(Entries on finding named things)
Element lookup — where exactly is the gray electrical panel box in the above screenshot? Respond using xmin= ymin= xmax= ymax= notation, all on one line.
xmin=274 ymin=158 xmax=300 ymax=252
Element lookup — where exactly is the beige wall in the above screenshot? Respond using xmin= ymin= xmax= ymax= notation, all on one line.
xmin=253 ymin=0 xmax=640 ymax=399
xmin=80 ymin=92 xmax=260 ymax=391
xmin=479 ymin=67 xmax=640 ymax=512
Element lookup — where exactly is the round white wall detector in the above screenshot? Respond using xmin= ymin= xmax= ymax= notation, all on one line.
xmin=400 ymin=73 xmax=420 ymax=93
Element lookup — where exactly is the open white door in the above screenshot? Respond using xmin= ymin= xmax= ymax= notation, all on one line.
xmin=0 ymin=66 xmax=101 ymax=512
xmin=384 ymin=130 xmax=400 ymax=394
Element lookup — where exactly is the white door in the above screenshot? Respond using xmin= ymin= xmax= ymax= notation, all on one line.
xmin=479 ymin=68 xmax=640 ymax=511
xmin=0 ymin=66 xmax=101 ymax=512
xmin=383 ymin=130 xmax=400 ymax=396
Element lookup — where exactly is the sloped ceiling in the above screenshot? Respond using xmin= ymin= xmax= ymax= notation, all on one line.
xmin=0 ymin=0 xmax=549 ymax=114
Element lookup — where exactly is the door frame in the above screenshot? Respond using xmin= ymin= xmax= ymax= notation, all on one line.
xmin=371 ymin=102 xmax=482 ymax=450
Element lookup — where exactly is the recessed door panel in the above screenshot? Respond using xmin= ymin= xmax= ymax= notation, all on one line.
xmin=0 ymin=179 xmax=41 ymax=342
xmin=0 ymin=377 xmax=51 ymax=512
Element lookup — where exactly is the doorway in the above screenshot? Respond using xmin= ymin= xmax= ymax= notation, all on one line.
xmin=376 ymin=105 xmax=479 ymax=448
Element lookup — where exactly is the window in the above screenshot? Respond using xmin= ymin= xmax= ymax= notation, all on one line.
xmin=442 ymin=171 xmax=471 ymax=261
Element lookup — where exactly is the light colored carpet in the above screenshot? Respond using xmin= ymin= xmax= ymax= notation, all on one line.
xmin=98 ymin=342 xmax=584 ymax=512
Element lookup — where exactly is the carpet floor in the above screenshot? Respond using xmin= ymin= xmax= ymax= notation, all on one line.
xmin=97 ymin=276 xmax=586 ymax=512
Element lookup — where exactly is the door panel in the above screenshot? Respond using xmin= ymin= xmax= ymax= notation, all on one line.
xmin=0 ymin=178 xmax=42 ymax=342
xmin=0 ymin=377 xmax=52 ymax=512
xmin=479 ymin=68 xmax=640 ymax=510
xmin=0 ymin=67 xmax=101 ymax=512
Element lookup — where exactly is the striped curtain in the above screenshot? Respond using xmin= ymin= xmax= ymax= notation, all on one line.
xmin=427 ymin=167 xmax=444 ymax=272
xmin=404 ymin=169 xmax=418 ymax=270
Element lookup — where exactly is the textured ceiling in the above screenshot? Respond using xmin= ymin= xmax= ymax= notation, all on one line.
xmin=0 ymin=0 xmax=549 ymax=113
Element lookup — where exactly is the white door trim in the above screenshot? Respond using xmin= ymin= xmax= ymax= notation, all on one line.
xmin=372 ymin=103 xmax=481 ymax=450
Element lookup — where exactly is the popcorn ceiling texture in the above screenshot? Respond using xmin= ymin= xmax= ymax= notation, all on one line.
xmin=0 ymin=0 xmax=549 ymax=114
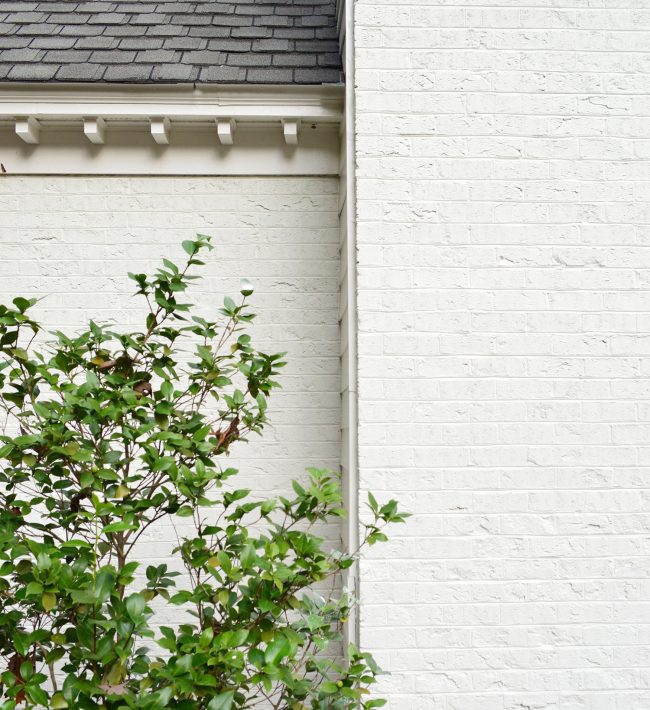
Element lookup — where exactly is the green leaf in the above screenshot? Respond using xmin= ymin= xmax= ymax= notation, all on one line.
xmin=126 ymin=594 xmax=146 ymax=621
xmin=208 ymin=690 xmax=235 ymax=710
xmin=12 ymin=296 xmax=36 ymax=313
xmin=41 ymin=592 xmax=56 ymax=612
xmin=102 ymin=520 xmax=135 ymax=533
xmin=50 ymin=693 xmax=68 ymax=710
xmin=264 ymin=636 xmax=291 ymax=666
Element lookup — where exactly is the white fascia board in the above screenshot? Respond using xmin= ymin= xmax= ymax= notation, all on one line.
xmin=0 ymin=84 xmax=344 ymax=123
xmin=0 ymin=83 xmax=344 ymax=175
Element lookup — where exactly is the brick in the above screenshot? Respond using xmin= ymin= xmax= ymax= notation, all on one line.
xmin=352 ymin=0 xmax=650 ymax=710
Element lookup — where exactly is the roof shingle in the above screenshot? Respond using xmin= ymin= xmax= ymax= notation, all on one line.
xmin=0 ymin=0 xmax=341 ymax=84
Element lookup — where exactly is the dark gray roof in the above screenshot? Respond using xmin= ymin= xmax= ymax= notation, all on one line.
xmin=0 ymin=0 xmax=341 ymax=84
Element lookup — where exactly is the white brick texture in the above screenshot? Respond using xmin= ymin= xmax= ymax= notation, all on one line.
xmin=0 ymin=176 xmax=340 ymax=620
xmin=355 ymin=0 xmax=650 ymax=710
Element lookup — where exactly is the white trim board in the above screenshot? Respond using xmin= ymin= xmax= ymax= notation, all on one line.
xmin=0 ymin=84 xmax=344 ymax=175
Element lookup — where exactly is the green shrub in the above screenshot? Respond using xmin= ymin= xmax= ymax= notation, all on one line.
xmin=0 ymin=237 xmax=404 ymax=710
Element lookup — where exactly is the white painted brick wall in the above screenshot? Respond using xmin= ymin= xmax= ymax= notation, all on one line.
xmin=0 ymin=176 xmax=341 ymax=620
xmin=355 ymin=0 xmax=650 ymax=710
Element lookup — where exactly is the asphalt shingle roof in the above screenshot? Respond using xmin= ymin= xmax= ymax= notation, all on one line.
xmin=0 ymin=0 xmax=341 ymax=84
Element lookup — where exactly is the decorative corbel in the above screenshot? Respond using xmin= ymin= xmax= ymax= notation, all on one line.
xmin=16 ymin=116 xmax=41 ymax=145
xmin=84 ymin=117 xmax=106 ymax=145
xmin=151 ymin=118 xmax=170 ymax=145
xmin=282 ymin=119 xmax=300 ymax=145
xmin=217 ymin=118 xmax=237 ymax=145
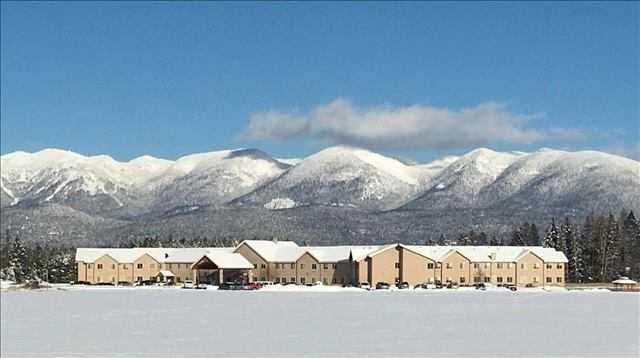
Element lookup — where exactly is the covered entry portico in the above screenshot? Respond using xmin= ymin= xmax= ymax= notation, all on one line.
xmin=191 ymin=252 xmax=253 ymax=285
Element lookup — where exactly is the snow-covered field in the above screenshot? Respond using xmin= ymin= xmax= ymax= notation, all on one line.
xmin=0 ymin=287 xmax=640 ymax=357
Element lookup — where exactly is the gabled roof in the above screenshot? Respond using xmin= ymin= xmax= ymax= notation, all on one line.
xmin=192 ymin=252 xmax=253 ymax=269
xmin=300 ymin=246 xmax=352 ymax=262
xmin=351 ymin=245 xmax=385 ymax=261
xmin=236 ymin=240 xmax=305 ymax=262
xmin=400 ymin=244 xmax=567 ymax=262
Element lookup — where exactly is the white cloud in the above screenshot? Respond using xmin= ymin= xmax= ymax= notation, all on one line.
xmin=243 ymin=98 xmax=583 ymax=149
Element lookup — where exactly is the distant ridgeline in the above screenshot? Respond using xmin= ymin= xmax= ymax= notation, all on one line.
xmin=0 ymin=146 xmax=640 ymax=247
xmin=0 ymin=211 xmax=640 ymax=282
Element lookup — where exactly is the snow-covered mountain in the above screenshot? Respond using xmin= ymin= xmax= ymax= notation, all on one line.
xmin=231 ymin=146 xmax=434 ymax=210
xmin=0 ymin=149 xmax=289 ymax=215
xmin=0 ymin=146 xmax=640 ymax=242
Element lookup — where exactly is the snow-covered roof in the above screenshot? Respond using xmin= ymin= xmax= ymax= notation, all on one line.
xmin=196 ymin=252 xmax=253 ymax=269
xmin=400 ymin=244 xmax=567 ymax=262
xmin=351 ymin=245 xmax=388 ymax=261
xmin=238 ymin=240 xmax=306 ymax=262
xmin=76 ymin=247 xmax=233 ymax=263
xmin=305 ymin=246 xmax=352 ymax=262
xmin=612 ymin=277 xmax=638 ymax=285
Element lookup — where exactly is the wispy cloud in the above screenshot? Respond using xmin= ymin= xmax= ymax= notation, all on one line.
xmin=242 ymin=98 xmax=584 ymax=149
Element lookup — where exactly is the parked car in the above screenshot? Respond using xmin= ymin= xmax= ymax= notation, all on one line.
xmin=414 ymin=282 xmax=442 ymax=290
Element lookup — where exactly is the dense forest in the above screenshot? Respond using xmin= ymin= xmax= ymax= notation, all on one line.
xmin=0 ymin=210 xmax=640 ymax=282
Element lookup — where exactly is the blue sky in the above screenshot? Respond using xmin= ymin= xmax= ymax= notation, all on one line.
xmin=0 ymin=2 xmax=640 ymax=160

> _WHAT YOU ARE ASKED TO DO_
Lay out the lines of the entries above as a Markdown table with the columns "Row" and "Line", beginning at the line that contains "Element lookup — where exactly is the striped" and stopping after the line that contains "xmin=404 ymin=169 xmax=418 ymax=270". Leave out any blank lines.

> _TASK SOLUTION_
| Row | Line |
|---|---|
| 1 | Element lookup — where exactly is the striped curtain in the above screenshot? Respond using xmin= ymin= xmax= ymax= notation, all on one line. |
| 2 | xmin=427 ymin=167 xmax=444 ymax=272 |
| 3 | xmin=404 ymin=169 xmax=418 ymax=270 |